» **WORK REQUIRED**: The material must be repeated exactly, with every line intact.

———

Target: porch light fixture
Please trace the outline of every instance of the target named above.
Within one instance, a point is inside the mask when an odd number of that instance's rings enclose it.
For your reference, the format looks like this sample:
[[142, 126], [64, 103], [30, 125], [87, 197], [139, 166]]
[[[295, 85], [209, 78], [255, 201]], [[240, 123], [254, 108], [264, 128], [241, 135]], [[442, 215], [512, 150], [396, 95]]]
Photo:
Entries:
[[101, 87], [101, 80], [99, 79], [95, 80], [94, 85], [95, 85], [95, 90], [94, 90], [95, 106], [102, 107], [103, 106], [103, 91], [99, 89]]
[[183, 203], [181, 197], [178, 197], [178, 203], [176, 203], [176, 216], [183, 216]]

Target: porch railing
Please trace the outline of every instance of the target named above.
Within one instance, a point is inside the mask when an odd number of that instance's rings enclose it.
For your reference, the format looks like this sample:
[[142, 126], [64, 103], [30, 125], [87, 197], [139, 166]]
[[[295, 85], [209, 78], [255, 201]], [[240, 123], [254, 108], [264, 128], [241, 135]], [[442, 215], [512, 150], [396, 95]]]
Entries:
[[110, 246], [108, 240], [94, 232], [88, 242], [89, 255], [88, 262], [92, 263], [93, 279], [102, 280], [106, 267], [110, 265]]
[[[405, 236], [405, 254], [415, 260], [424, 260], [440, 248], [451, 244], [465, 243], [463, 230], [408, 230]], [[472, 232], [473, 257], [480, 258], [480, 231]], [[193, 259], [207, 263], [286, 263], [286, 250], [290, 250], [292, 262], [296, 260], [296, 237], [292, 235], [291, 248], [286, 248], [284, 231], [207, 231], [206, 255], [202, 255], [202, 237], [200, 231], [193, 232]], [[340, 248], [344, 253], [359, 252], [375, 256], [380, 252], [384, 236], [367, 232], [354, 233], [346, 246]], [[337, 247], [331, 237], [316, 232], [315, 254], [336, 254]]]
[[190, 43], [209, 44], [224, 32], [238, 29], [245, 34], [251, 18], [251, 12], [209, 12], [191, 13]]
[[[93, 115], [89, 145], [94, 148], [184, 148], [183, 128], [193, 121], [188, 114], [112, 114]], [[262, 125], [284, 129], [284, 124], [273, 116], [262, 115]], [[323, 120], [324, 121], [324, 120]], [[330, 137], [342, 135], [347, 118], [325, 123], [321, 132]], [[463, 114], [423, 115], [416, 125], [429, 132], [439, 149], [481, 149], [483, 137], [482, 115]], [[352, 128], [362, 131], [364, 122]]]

———

» **WRITTEN RESPONSE**:
Target: porch light fixture
Please trace the outline of every instance of the target named above.
Within one instance, a point is inside the mask when an odd number of that instance's rings enclose it.
For your reference, the format looks like this sample:
[[142, 126], [64, 103], [30, 125], [87, 197], [139, 166]]
[[[295, 85], [209, 78], [255, 201]], [[240, 123], [254, 108], [264, 128], [241, 135]], [[442, 215], [512, 150], [396, 95]]]
Photo:
Entries:
[[101, 87], [101, 80], [99, 79], [95, 80], [94, 85], [95, 85], [95, 90], [94, 90], [95, 106], [102, 107], [103, 106], [103, 91], [99, 89]]
[[183, 203], [181, 197], [178, 197], [178, 203], [176, 203], [176, 216], [183, 216]]

Target: porch railing
Please trace the outline of every instance of the target named above.
Within one instance, a point is inside the mask when an odd number of that instance's rings enclose it.
For your reference, the format looks like this sample:
[[142, 126], [64, 103], [30, 125], [87, 197], [139, 166]]
[[[295, 85], [209, 78], [255, 201]], [[240, 123], [254, 108], [264, 128], [241, 135]], [[442, 215], [512, 150], [396, 95]]]
Entries:
[[110, 246], [108, 240], [94, 232], [88, 242], [89, 255], [88, 262], [92, 263], [93, 279], [102, 280], [106, 267], [110, 265]]
[[[405, 236], [405, 254], [415, 260], [424, 260], [440, 248], [451, 244], [465, 243], [463, 230], [408, 230]], [[472, 232], [473, 257], [480, 258], [480, 231]], [[193, 259], [207, 263], [286, 263], [286, 250], [290, 250], [292, 262], [296, 260], [296, 237], [292, 235], [291, 248], [286, 248], [284, 231], [207, 231], [206, 255], [202, 255], [202, 237], [200, 231], [193, 232]], [[340, 248], [344, 253], [359, 252], [375, 256], [380, 252], [384, 236], [367, 232], [354, 233], [346, 246]], [[337, 247], [331, 237], [316, 232], [315, 254], [336, 254]]]
[[190, 43], [209, 44], [224, 32], [238, 29], [245, 34], [251, 18], [251, 12], [209, 12], [191, 13]]
[[[93, 115], [89, 145], [94, 148], [184, 148], [183, 128], [193, 121], [188, 114], [112, 114]], [[262, 125], [284, 129], [284, 124], [273, 116], [262, 115]], [[323, 120], [324, 121], [324, 120]], [[330, 137], [342, 135], [347, 118], [325, 123], [321, 132]], [[463, 114], [423, 115], [416, 125], [429, 132], [439, 149], [481, 149], [483, 137], [482, 115]], [[352, 128], [362, 131], [364, 122]]]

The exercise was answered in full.